▶ _Direction_
Output every line of the entries from the line containing "Would you mind pinning the butterfly antenna" through the last, exactly, with no other content.

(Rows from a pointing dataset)
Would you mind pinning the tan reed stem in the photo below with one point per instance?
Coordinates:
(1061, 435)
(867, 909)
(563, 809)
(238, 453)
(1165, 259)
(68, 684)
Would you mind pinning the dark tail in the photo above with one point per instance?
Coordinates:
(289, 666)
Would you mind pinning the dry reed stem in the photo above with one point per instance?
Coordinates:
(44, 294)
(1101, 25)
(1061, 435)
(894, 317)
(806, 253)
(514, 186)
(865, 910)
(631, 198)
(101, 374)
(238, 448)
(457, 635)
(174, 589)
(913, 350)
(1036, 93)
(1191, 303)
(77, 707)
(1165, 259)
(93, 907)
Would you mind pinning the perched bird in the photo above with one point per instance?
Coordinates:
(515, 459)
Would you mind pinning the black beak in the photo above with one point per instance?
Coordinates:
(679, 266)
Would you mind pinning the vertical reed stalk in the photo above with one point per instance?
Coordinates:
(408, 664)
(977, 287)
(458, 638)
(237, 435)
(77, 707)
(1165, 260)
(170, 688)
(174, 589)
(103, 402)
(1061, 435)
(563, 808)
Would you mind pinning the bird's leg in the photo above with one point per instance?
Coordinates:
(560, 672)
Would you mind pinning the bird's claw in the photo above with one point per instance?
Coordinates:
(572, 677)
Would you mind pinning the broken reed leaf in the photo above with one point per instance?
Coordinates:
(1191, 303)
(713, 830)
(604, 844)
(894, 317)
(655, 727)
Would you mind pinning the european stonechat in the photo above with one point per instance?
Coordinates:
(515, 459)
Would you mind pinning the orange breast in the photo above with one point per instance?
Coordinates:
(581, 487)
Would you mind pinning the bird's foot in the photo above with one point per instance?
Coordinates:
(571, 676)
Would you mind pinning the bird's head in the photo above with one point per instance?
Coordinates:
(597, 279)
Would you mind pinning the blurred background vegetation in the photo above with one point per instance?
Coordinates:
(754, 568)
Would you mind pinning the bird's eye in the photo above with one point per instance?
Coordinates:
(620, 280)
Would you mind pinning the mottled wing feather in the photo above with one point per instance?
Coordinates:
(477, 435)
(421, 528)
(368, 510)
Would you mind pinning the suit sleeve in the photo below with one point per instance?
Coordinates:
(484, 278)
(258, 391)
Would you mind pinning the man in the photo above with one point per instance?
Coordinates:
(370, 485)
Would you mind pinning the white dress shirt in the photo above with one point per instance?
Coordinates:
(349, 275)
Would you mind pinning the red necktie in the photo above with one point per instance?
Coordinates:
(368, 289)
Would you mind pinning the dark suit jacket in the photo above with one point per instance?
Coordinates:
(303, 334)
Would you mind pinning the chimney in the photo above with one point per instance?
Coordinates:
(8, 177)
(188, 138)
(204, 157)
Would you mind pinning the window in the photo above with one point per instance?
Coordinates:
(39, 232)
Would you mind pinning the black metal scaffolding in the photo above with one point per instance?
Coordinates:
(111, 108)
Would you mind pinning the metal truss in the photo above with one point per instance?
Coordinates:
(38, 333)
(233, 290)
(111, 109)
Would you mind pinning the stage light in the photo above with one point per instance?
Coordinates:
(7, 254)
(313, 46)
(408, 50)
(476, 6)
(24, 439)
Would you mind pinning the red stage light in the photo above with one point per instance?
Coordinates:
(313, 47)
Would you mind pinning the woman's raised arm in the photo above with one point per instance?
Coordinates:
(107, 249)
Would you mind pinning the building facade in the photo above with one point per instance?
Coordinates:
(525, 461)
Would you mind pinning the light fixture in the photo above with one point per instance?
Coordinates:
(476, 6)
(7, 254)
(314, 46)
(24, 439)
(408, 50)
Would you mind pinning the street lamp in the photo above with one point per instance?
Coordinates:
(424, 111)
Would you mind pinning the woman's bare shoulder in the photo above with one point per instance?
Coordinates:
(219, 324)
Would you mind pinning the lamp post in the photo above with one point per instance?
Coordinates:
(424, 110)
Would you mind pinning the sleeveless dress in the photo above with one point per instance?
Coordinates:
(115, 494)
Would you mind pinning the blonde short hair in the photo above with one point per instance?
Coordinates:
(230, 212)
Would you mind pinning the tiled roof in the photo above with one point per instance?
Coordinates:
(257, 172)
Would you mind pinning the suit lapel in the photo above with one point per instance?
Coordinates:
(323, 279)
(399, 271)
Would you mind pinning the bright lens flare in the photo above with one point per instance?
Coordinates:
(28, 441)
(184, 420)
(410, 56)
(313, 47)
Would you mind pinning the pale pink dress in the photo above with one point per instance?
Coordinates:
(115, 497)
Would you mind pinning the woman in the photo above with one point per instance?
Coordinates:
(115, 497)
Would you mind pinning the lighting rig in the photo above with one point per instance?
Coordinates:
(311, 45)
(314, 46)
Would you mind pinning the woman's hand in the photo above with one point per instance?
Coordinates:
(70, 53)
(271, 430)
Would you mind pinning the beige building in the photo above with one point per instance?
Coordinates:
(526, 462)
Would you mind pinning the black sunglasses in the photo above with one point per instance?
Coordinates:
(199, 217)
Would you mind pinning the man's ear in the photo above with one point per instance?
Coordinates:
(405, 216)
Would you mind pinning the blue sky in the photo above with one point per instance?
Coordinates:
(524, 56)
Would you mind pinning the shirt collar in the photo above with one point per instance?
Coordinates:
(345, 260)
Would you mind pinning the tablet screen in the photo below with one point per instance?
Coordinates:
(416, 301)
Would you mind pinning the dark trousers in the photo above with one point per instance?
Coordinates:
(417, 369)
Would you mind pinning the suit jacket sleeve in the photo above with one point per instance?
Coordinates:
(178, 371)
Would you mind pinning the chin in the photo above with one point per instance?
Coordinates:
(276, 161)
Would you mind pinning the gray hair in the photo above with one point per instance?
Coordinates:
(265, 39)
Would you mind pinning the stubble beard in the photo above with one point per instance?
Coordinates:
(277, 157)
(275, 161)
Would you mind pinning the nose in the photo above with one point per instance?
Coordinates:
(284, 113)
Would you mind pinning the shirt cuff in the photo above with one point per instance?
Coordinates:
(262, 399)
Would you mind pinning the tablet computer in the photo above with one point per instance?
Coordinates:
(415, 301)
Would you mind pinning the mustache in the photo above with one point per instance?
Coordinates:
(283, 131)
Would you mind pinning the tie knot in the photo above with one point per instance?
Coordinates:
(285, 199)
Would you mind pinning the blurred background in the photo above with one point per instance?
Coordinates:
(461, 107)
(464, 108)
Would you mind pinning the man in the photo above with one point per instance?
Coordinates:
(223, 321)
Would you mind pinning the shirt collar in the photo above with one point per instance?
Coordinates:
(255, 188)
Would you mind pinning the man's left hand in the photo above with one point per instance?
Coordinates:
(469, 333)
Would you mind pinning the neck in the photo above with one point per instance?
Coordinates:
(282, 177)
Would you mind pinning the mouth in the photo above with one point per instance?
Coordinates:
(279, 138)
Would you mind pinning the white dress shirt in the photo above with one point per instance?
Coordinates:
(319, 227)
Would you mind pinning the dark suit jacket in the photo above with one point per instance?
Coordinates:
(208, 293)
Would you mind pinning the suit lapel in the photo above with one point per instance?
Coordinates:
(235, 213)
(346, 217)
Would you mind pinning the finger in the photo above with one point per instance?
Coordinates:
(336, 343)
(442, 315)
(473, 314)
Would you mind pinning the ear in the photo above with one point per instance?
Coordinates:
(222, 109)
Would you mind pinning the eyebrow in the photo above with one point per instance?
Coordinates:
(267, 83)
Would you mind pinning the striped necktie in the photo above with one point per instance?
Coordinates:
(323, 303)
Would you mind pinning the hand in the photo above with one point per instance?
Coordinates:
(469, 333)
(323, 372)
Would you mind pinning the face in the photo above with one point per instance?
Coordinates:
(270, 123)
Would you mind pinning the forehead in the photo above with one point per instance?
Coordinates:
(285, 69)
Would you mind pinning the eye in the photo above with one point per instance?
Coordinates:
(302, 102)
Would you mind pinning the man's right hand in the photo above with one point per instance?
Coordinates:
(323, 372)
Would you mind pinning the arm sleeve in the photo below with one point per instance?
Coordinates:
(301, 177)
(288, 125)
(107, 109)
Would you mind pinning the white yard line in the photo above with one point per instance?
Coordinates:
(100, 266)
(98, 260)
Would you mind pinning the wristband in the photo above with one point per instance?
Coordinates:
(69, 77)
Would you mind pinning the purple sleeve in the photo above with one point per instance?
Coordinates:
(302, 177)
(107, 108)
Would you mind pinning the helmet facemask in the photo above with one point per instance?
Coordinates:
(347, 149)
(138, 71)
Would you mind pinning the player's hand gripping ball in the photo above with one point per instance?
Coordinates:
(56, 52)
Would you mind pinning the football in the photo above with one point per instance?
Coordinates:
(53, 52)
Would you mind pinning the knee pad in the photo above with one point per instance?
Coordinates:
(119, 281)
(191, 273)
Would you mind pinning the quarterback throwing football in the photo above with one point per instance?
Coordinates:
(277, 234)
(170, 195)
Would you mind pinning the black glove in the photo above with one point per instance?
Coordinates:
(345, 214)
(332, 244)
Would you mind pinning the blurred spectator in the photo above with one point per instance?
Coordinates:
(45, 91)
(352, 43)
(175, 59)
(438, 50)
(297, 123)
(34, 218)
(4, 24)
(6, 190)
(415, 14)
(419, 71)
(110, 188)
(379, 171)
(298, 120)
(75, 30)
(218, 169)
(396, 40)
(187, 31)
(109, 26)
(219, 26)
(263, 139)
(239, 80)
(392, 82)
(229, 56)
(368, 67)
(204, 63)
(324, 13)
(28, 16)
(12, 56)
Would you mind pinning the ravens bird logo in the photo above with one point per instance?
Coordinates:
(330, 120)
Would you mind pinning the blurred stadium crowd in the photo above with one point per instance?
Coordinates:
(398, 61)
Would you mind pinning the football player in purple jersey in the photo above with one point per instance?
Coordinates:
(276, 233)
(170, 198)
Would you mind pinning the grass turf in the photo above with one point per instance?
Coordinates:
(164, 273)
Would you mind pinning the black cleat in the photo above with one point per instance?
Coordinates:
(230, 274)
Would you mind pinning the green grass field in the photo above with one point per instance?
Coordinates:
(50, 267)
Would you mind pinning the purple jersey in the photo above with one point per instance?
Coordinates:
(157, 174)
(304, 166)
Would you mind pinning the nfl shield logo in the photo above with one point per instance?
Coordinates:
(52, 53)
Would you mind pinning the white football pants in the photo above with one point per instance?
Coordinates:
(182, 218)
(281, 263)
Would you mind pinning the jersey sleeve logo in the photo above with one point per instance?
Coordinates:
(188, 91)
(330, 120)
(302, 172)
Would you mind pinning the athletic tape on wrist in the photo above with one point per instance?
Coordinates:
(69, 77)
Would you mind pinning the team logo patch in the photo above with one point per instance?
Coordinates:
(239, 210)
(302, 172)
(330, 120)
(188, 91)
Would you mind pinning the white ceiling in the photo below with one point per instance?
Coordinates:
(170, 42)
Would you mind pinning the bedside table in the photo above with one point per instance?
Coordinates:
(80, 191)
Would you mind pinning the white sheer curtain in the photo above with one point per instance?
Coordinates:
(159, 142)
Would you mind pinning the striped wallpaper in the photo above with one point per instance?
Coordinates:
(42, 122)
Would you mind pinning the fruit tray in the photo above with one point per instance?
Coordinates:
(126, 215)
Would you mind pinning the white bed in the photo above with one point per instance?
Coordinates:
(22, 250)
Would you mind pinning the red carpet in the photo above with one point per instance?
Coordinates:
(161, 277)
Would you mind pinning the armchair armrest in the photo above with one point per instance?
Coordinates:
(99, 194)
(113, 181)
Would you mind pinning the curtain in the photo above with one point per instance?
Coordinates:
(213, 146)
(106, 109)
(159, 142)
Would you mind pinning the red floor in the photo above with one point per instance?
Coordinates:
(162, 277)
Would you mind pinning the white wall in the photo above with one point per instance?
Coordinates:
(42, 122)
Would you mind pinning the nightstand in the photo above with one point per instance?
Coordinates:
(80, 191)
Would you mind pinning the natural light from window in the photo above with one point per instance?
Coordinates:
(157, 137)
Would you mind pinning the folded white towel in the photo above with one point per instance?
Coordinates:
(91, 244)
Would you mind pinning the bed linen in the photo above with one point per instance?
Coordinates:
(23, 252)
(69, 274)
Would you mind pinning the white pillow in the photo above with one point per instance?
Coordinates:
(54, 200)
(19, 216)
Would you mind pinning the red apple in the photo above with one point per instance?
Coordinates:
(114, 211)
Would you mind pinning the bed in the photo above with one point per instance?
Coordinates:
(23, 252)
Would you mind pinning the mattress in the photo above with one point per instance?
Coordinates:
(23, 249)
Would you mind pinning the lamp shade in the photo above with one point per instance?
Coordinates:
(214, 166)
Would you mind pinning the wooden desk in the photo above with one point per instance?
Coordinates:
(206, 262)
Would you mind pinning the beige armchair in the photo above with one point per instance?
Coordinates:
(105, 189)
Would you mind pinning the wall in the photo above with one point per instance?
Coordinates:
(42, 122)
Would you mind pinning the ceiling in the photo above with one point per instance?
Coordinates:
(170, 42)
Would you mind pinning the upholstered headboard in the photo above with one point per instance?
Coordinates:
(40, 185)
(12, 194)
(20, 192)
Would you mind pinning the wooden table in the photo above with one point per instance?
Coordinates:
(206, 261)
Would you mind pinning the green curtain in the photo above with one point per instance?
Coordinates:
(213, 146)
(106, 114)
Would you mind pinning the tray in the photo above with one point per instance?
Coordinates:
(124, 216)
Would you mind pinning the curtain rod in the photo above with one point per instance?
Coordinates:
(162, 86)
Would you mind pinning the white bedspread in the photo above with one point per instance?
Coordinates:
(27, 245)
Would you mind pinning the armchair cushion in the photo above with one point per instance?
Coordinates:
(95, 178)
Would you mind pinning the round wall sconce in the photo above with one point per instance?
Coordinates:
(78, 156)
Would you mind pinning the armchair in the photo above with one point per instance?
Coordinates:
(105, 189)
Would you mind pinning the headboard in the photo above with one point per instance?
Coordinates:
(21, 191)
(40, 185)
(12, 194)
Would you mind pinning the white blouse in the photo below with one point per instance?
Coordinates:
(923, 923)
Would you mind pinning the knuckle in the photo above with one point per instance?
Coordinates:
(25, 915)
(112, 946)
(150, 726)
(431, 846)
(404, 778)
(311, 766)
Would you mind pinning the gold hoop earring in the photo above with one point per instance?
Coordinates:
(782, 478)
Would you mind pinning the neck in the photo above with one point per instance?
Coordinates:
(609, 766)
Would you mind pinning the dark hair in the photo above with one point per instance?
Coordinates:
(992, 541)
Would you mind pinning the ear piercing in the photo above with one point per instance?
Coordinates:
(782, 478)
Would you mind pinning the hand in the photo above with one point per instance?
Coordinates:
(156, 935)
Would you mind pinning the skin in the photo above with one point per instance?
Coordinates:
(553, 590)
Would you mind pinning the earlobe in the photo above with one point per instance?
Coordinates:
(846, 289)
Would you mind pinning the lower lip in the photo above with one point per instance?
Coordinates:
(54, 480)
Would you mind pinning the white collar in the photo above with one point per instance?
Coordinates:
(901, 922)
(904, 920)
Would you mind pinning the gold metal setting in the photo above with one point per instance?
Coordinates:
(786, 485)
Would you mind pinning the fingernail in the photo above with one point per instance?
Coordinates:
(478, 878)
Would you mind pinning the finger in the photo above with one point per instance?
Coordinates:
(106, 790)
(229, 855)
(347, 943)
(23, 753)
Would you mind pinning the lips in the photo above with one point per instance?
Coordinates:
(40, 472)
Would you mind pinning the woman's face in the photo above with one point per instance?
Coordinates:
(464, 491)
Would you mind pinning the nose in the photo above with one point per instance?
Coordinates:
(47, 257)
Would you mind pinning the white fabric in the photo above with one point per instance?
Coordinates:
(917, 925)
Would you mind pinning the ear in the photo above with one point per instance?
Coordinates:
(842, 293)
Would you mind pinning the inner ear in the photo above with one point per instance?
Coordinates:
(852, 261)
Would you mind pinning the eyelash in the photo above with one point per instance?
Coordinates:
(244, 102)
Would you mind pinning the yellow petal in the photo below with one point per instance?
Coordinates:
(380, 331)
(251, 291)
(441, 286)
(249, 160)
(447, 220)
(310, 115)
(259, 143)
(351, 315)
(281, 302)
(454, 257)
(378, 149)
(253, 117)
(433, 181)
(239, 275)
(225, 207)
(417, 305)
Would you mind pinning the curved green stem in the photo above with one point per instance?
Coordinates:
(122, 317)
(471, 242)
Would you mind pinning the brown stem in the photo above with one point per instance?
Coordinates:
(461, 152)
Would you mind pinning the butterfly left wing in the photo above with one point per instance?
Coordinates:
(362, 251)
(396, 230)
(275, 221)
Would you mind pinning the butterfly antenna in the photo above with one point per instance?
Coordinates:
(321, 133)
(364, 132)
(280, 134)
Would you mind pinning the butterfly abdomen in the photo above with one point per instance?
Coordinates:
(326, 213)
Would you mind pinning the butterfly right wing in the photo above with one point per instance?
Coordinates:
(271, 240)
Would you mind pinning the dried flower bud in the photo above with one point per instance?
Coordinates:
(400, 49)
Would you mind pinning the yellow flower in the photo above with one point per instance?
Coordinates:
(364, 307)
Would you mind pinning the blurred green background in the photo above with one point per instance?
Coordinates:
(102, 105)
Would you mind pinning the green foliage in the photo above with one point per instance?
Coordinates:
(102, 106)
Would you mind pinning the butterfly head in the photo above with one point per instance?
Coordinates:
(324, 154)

▶ _Exercise solution_
Would you mind pinning the butterfly antenna in the photo above with one point per instance?
Coordinates:
(321, 133)
(364, 132)
(280, 134)
Would you mind pinning the butterfly abdomen in the photo above with one point per instance?
Coordinates:
(326, 213)
Would you mind pinning the butterfly right wing in the photo above with one point per instance?
Coordinates:
(271, 240)
Would you mind pinning the dried flower bud in the photo above with one point per instance?
Coordinates:
(400, 49)
Would you mind pinning the yellow flower in the photo above with one point per instance?
Coordinates:
(364, 307)
Would you mind pinning the blurred green background in the photo above with one point per instance?
Coordinates:
(102, 105)
Would you mind pinning the green foliage in the photo above with one point per instance?
Coordinates:
(102, 106)
Would you mind pinning the butterfly head in the photo above with one point per instance?
Coordinates:
(324, 154)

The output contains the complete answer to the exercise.